** BEGIN Dataset rows **
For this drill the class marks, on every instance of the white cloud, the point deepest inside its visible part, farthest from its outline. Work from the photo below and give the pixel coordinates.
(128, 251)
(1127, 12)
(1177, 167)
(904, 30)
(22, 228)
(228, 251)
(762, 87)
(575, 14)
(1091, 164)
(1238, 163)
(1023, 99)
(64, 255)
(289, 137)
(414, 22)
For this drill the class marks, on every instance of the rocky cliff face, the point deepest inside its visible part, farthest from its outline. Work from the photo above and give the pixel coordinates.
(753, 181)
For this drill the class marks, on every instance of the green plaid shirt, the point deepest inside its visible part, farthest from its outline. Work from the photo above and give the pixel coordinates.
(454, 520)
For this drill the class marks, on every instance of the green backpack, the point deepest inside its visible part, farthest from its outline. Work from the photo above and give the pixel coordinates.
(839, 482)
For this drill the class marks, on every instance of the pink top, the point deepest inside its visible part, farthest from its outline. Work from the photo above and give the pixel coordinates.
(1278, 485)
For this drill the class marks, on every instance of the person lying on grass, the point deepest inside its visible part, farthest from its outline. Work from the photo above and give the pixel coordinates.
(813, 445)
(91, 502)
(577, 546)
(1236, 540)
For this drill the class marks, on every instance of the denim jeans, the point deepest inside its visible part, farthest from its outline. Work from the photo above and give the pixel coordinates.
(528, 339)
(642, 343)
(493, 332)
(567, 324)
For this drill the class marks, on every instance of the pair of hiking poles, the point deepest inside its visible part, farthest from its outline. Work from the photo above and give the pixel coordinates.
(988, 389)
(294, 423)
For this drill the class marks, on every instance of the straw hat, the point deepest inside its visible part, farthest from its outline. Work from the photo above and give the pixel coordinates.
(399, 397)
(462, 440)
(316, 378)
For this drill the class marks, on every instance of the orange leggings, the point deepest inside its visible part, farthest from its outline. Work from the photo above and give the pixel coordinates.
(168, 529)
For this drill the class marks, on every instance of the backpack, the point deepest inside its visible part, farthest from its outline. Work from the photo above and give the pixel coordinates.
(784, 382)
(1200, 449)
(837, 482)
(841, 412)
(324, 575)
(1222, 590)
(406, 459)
** END Dataset rows **
** BEGIN Dataset rows **
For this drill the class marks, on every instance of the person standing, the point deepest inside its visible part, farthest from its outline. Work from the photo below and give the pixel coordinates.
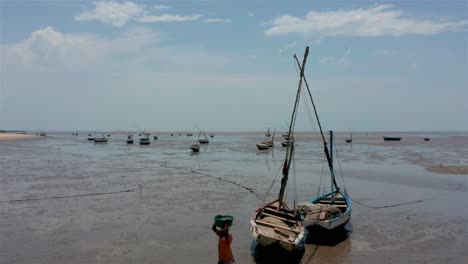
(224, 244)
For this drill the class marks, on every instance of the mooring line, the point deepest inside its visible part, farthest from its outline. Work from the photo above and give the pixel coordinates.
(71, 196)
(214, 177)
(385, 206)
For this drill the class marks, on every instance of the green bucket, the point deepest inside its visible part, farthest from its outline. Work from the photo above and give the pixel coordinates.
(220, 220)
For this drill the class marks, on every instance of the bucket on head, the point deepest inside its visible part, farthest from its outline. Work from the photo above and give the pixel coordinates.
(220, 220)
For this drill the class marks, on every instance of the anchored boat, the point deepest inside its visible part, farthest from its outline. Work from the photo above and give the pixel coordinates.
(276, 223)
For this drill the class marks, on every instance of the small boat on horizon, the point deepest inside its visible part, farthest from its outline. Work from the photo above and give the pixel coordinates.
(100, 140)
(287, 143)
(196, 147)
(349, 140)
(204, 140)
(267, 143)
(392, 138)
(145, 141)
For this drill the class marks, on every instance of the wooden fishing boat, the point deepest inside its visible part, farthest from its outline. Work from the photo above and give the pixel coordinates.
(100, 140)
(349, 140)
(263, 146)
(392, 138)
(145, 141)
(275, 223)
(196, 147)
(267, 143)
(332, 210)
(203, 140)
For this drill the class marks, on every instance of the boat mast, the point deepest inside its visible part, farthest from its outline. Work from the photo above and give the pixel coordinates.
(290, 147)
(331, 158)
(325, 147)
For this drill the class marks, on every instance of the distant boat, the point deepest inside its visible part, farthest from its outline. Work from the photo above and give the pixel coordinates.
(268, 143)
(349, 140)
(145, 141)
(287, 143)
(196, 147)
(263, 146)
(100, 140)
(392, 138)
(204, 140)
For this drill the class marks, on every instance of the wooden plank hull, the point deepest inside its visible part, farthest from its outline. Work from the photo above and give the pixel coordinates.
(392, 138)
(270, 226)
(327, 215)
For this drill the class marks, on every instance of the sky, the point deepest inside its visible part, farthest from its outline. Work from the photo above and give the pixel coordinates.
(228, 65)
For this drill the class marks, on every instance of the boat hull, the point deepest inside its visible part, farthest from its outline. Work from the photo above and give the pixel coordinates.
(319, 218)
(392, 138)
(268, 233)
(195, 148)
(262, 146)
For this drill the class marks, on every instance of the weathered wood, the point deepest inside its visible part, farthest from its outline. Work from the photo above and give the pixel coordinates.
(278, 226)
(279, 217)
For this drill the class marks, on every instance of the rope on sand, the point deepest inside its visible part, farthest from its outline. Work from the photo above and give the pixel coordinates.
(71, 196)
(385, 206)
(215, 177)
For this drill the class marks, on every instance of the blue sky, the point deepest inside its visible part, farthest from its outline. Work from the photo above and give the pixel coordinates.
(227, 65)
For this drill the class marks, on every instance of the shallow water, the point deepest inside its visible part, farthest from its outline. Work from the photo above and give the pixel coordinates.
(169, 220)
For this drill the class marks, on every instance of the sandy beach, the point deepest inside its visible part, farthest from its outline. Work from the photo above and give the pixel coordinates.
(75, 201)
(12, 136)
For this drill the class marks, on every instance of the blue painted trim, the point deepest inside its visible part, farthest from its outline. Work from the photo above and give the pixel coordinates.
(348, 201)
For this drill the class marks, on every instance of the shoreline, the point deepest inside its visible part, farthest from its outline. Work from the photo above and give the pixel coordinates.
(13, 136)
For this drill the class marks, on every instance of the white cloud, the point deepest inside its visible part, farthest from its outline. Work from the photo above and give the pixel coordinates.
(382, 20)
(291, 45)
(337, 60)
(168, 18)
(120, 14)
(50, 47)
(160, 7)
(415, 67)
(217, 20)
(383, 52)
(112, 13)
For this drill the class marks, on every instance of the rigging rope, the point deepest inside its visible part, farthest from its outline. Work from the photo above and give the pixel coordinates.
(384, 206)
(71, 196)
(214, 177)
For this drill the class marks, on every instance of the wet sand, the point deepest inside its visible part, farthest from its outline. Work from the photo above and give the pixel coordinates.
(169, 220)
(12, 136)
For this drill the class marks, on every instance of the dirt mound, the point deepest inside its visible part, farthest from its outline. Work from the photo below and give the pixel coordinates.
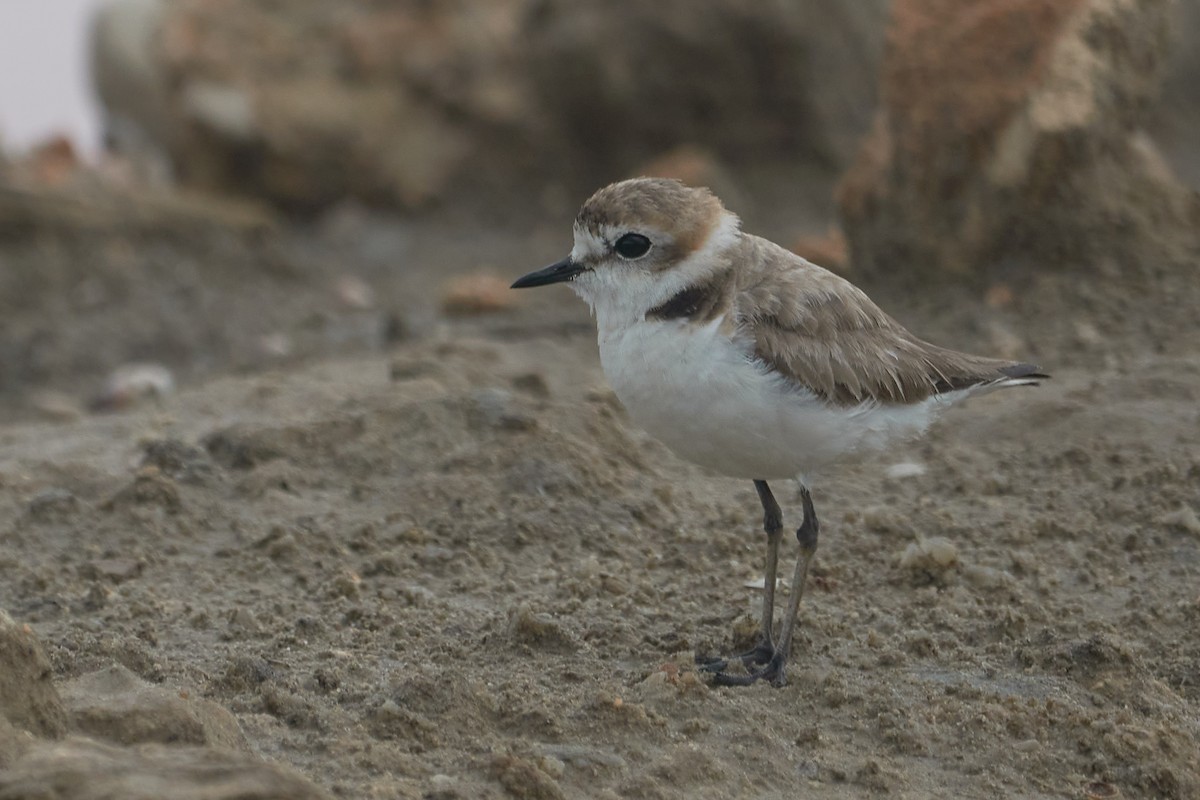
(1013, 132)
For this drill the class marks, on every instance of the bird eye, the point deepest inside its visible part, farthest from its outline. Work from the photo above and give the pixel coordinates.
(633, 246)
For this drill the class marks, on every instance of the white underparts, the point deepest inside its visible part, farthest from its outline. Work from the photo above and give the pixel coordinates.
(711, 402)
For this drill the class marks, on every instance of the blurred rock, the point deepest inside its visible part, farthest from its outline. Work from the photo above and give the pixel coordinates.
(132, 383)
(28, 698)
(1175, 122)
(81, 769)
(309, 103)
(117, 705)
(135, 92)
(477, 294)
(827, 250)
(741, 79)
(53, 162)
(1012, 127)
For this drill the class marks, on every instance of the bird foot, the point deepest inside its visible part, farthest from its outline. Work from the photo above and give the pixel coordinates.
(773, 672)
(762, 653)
** END Dataset rows **
** BEGIN Dataset rows **
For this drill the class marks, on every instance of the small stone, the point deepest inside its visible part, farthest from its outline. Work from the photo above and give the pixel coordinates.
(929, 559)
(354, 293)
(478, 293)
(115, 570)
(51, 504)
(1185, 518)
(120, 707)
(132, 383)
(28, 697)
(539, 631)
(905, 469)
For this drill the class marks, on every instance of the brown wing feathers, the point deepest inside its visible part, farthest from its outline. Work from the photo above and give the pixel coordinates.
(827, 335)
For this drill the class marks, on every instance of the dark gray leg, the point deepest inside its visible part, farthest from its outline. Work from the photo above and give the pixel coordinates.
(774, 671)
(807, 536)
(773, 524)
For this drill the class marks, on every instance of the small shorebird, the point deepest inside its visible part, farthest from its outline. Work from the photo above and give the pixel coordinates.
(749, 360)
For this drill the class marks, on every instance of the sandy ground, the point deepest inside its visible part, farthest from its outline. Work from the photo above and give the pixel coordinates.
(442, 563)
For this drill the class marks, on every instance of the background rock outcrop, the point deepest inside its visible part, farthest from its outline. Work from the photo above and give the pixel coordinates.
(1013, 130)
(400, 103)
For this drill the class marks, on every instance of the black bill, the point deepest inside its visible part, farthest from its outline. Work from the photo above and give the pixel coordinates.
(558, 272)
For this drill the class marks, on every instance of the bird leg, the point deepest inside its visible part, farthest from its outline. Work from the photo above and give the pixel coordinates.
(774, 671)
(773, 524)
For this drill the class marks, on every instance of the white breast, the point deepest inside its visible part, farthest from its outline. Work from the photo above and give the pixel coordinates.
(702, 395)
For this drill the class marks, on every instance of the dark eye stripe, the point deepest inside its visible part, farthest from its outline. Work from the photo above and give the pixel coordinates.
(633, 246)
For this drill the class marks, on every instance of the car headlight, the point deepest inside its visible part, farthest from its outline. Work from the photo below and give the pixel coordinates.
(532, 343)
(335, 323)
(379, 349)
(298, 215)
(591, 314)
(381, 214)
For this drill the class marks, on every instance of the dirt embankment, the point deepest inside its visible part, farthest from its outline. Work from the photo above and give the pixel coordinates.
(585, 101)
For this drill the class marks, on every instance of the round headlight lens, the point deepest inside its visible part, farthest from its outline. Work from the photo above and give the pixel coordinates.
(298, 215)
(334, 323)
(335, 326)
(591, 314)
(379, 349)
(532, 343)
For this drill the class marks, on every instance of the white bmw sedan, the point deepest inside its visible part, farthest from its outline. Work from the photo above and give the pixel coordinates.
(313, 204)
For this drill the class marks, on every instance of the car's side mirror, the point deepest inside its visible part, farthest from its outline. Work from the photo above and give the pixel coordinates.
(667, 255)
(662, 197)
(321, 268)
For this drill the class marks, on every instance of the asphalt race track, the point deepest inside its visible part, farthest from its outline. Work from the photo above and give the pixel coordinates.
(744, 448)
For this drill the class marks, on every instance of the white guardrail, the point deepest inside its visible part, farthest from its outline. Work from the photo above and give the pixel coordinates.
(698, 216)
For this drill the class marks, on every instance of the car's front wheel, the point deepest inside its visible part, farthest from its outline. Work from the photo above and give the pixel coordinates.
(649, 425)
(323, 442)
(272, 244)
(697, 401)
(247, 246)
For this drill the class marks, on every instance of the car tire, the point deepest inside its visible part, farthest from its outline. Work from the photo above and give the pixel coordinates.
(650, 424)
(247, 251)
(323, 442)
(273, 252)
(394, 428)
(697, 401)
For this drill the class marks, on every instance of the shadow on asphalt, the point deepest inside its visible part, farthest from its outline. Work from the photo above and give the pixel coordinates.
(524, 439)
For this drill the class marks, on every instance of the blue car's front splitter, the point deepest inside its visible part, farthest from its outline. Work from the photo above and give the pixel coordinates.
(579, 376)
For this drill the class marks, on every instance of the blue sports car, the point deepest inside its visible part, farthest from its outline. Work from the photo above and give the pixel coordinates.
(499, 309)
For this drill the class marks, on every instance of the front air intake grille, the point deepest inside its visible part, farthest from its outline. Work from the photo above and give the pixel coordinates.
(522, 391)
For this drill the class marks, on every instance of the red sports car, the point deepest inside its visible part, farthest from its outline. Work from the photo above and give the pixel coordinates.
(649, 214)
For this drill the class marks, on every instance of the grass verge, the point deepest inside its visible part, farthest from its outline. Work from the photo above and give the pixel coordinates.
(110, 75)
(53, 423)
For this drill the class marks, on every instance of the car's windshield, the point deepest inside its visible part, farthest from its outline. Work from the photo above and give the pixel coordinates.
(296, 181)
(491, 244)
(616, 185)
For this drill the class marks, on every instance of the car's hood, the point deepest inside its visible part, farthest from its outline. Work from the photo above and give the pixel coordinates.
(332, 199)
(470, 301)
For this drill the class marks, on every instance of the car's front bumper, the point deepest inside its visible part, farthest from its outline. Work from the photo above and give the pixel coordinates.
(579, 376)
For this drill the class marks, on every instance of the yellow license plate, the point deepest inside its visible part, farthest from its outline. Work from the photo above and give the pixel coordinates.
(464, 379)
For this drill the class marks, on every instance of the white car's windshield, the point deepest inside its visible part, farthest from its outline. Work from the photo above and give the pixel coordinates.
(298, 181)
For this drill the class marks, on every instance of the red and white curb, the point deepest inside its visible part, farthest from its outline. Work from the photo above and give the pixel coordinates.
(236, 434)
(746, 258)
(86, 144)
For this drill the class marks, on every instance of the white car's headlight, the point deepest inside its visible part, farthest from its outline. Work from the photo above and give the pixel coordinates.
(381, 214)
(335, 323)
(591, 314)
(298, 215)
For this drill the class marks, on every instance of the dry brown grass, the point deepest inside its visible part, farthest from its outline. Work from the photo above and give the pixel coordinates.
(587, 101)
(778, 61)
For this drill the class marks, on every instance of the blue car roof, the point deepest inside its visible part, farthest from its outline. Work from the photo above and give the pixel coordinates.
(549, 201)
** END Dataset rows **
*Required task*: Collect every line of the material above that contains the string "sandy", matching case exactly, and copy each one in full.

*Exercise output*:
For this drill the class marks, on every instance of the sandy beach, the point deepest inside its visible part, farthest from its outline. Work from the photo above and give the pixel coordinates.
For this drill the class marks, on every instance of the sandy ground, the point deepest inside its visible part, farthest from its outline. Work from the photo above and give the pixel coordinates.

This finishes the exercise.